Scan the entries below. List each line with "door".

[Records to process — start]

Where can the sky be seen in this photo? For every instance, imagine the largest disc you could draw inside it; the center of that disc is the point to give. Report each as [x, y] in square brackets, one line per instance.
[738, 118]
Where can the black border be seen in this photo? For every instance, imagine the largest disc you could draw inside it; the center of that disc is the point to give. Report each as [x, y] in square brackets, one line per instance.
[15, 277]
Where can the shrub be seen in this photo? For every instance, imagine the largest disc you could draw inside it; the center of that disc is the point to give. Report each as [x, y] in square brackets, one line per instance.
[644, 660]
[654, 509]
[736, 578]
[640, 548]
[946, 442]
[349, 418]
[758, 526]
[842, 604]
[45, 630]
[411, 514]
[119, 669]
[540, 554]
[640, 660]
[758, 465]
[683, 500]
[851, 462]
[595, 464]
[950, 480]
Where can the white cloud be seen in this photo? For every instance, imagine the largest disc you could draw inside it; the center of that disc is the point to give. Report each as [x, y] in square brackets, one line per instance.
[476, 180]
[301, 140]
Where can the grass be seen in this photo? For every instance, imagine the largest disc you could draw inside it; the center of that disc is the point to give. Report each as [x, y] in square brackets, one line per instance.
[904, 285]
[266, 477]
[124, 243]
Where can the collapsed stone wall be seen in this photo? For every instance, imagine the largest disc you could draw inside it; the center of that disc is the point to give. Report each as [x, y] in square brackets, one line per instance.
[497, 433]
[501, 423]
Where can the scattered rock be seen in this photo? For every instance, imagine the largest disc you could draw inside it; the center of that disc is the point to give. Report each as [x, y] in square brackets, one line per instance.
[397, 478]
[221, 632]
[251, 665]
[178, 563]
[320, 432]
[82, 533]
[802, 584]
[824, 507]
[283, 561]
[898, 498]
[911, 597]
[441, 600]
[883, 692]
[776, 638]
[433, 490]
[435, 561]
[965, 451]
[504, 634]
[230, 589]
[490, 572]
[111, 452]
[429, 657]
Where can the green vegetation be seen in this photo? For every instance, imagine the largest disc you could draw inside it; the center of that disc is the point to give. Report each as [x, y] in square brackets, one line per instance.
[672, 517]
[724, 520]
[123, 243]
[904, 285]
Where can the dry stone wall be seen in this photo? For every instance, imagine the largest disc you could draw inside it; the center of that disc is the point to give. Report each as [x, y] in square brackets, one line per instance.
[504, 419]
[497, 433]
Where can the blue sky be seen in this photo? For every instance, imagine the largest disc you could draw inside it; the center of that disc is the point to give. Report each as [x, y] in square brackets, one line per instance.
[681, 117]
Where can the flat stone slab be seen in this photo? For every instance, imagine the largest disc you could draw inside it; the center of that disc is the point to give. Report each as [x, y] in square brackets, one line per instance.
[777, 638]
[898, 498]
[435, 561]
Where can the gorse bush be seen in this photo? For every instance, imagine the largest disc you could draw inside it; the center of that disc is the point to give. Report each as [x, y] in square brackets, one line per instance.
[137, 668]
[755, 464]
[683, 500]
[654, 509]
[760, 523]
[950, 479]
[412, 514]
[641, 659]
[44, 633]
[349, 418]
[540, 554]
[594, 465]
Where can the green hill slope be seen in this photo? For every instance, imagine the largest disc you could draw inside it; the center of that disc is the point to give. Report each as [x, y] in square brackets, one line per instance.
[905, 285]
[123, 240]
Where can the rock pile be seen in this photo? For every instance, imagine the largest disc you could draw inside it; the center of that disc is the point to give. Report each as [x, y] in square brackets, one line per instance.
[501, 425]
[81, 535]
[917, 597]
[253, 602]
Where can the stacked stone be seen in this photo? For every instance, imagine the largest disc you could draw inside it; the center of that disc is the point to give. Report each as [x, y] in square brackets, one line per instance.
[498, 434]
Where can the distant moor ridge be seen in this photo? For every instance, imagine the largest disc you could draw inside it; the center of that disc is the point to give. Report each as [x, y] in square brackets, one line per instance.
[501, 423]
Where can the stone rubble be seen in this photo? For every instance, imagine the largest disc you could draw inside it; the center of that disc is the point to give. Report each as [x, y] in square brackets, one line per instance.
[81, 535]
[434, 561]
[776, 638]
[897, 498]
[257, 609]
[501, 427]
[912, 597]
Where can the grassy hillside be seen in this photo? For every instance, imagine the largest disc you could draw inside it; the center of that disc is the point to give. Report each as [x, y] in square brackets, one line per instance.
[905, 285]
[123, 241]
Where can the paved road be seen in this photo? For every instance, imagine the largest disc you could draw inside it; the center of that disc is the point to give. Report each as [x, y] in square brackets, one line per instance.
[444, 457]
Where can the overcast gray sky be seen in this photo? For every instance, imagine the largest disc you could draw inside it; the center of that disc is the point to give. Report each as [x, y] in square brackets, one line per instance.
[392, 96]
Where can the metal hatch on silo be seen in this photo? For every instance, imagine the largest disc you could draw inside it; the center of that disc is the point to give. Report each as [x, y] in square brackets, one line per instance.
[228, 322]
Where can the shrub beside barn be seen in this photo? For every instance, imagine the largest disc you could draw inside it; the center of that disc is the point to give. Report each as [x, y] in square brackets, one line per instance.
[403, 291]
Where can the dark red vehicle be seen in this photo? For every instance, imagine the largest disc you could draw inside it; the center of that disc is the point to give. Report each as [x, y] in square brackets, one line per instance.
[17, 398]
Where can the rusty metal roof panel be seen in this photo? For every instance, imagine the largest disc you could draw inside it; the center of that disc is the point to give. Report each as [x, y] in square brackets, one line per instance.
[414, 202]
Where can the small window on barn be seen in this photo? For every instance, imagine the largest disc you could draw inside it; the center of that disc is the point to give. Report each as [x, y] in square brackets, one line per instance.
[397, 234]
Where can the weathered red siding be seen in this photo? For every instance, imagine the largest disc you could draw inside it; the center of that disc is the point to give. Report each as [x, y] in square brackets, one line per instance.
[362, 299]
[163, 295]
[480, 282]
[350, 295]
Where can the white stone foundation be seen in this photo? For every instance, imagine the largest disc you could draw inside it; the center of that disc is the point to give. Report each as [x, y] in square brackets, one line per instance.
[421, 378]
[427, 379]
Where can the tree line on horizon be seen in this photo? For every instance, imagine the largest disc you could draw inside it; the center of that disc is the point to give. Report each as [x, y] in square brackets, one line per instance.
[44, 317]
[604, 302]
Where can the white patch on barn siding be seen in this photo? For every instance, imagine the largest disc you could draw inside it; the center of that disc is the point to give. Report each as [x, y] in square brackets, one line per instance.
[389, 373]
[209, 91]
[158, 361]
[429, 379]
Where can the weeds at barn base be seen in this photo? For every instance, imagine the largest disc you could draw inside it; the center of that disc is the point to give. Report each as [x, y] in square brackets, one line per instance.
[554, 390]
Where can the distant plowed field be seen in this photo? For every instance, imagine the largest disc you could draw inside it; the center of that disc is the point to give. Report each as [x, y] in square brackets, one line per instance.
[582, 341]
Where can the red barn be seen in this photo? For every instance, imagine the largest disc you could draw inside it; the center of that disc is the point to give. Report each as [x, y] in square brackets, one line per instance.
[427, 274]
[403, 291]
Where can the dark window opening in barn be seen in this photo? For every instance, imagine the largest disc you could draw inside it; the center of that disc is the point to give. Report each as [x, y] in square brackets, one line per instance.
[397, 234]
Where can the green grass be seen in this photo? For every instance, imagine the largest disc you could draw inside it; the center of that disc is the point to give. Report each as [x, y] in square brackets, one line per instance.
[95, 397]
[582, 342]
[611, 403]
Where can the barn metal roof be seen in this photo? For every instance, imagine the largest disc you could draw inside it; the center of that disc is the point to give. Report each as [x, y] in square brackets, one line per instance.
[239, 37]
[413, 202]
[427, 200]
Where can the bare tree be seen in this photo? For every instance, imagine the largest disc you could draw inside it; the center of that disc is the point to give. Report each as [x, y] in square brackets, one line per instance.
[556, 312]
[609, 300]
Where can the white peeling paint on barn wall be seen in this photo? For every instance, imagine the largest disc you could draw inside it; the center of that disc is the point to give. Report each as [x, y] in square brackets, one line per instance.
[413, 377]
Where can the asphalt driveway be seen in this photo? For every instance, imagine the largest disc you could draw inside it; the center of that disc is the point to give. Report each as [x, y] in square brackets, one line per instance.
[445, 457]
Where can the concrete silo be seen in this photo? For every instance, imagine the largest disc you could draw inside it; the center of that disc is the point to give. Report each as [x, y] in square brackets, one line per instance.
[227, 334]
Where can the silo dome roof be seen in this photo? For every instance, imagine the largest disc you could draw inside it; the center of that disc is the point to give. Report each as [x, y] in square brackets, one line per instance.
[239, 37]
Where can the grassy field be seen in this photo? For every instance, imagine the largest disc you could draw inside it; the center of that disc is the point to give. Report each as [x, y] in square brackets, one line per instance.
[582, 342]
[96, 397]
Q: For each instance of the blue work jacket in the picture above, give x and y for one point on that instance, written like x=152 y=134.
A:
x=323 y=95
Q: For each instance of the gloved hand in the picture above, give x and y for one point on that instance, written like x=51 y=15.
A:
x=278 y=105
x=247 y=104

[Records to process — finish]
[Records to process — start]

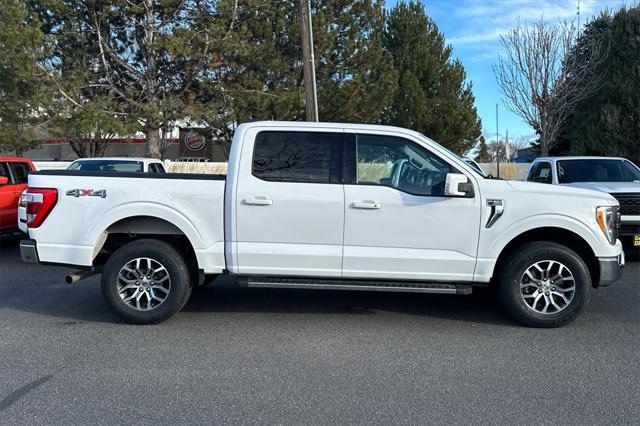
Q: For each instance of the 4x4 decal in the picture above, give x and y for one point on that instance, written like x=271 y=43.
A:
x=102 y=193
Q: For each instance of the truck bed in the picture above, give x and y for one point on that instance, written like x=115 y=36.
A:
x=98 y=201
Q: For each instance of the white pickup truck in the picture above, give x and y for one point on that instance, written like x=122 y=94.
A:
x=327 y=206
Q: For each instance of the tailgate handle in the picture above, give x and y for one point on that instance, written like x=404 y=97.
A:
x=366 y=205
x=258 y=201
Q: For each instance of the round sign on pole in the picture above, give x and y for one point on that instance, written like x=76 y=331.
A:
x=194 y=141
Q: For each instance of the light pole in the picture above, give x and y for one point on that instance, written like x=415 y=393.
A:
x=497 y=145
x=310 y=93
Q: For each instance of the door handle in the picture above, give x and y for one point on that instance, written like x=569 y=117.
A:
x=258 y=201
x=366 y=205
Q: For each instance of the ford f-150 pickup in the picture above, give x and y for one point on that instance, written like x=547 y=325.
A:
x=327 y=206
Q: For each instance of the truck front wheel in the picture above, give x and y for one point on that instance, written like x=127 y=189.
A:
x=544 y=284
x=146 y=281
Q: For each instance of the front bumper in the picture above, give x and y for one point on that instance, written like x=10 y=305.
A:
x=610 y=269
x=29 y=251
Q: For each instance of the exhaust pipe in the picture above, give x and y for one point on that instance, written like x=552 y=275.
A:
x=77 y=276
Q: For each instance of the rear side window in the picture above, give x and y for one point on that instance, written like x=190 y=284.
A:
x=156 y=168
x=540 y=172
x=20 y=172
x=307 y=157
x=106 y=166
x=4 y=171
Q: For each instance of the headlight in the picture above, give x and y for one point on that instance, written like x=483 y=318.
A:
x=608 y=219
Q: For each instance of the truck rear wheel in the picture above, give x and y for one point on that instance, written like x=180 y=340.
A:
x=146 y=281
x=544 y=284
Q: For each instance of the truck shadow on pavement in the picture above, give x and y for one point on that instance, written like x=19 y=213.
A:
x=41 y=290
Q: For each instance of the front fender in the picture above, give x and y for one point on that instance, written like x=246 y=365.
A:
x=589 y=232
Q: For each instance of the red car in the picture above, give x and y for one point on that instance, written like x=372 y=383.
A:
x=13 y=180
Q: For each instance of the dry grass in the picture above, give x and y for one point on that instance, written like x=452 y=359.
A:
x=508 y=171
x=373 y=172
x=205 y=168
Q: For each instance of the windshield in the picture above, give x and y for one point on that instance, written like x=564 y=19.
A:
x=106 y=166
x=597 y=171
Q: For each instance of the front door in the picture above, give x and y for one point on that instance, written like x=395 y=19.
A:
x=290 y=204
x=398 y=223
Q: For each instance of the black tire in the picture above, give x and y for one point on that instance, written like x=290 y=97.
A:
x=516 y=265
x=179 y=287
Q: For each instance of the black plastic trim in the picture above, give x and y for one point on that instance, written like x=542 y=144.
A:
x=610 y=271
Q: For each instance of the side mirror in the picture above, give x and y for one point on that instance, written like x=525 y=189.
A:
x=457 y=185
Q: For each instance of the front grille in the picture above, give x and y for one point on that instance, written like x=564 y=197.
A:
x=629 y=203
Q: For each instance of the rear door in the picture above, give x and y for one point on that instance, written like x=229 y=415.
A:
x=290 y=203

[Records to process — finish]

Expected output:
Q: For each instance of the door handle in the picture above, give x and y for one point on that instance, written like x=569 y=117.
Q: For each instance of the front door in the picture above, give x and y for one point on that instance, written like x=395 y=19.
Q: For each instance of the rear door in the picture above, give x and y for one point on that instance, written like x=229 y=415.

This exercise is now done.